### Extract
__________________________________________________
Development and validation of a deep learning model for prediction of intracranial aneurysm rupture risk based on multi-omics factor

Abstract

Objective: The clinical ability of radiomics to predict intracranial aneurysm rupture risk remains unexplored. This study aims to investigate the potential uses of radiomics and explore whether deep learning (DL) algorithms outperform traditional statistical methods in predicting aneurysm rupture risk.

Methods: This retrospective study included 1740 patients with 1809 intracranial aneurysms confirmed by digital subtraction angiography at two hospitals in China from January 2014 to December 2018. We randomly divided the dataset (hospital 1) into training (80%) and internal validation (20%). External validation was performed using independent data collected from hospital 2. The prediction models were developed based on clinical, aneurysm morphological, and radiomics parameters by logistic regression (LR). Additionally, the DL model for predicting aneurysm rupture risk using integration parameters was developed and compared with other models.

Results: The AUCs of LR models A (clinical), B (morphological), and C (radiomics) were 0.678, 0.708, and 0.738, respectively (all p < 0.05). The AUCs of the combined feature models D (clinical and morphological), E (clinical and radiomics), and F (clinical, morphological, and radiomics) were 0.771, 0.839, and 0.849, respectively. The DL model (AUC = 0.929) outperformed the machine learning (ML) (AUC = 0.878) and the LR models (AUC = 0.849). Also, the DL model has shown good performance in the external validation datasets (AUC: 0.876 vs 0.842 vs 0.823, respectively).
__________________________________________________
### Work task 1
From the abstract, list every logistic regression model by its letter, along with the features it was built on.
### Work task 2
Write the next part of the aneurysm rupture abstract, picking up after its last sentence.
__________________________________________________
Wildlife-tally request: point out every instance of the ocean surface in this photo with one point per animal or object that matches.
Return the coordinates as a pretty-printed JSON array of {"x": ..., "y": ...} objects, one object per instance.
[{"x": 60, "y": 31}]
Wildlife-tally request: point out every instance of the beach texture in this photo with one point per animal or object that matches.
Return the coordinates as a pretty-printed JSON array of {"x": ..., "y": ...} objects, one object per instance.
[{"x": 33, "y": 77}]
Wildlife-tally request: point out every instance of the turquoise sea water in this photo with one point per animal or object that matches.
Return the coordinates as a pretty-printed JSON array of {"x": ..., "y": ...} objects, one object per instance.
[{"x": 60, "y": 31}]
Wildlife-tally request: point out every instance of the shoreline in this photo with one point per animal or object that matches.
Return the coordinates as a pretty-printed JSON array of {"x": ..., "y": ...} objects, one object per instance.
__________________________________________________
### Task answer 1
A: clinical
B: morphological
C: radiomics
D: clinical and morphological
E: clinical and radiomics
F: clinical, morphological, and radiomics

### Task answer 2
Conclusion: Radiomics signatures play an important role in predicting aneurysm rupture risk. DL methods outperformed conventional statistical methods in prediction models for the rupture risk of unruptured intracranial aneurysms, integrating clinical, aneurysm morphological, and radiomics parameters.

Key points: • Radiomics parameters are associated with the rupture risk of intracranial aneurysms. • The prediction model based on integrating parameters in the deep learning model was significantly better than a conventional model. • The radiomics signature proposed in this study could guide clinicians in selecting appropriate patients for preventive treatment.

Keywords: Deep learning; Intracranial aneurysm; Stroke.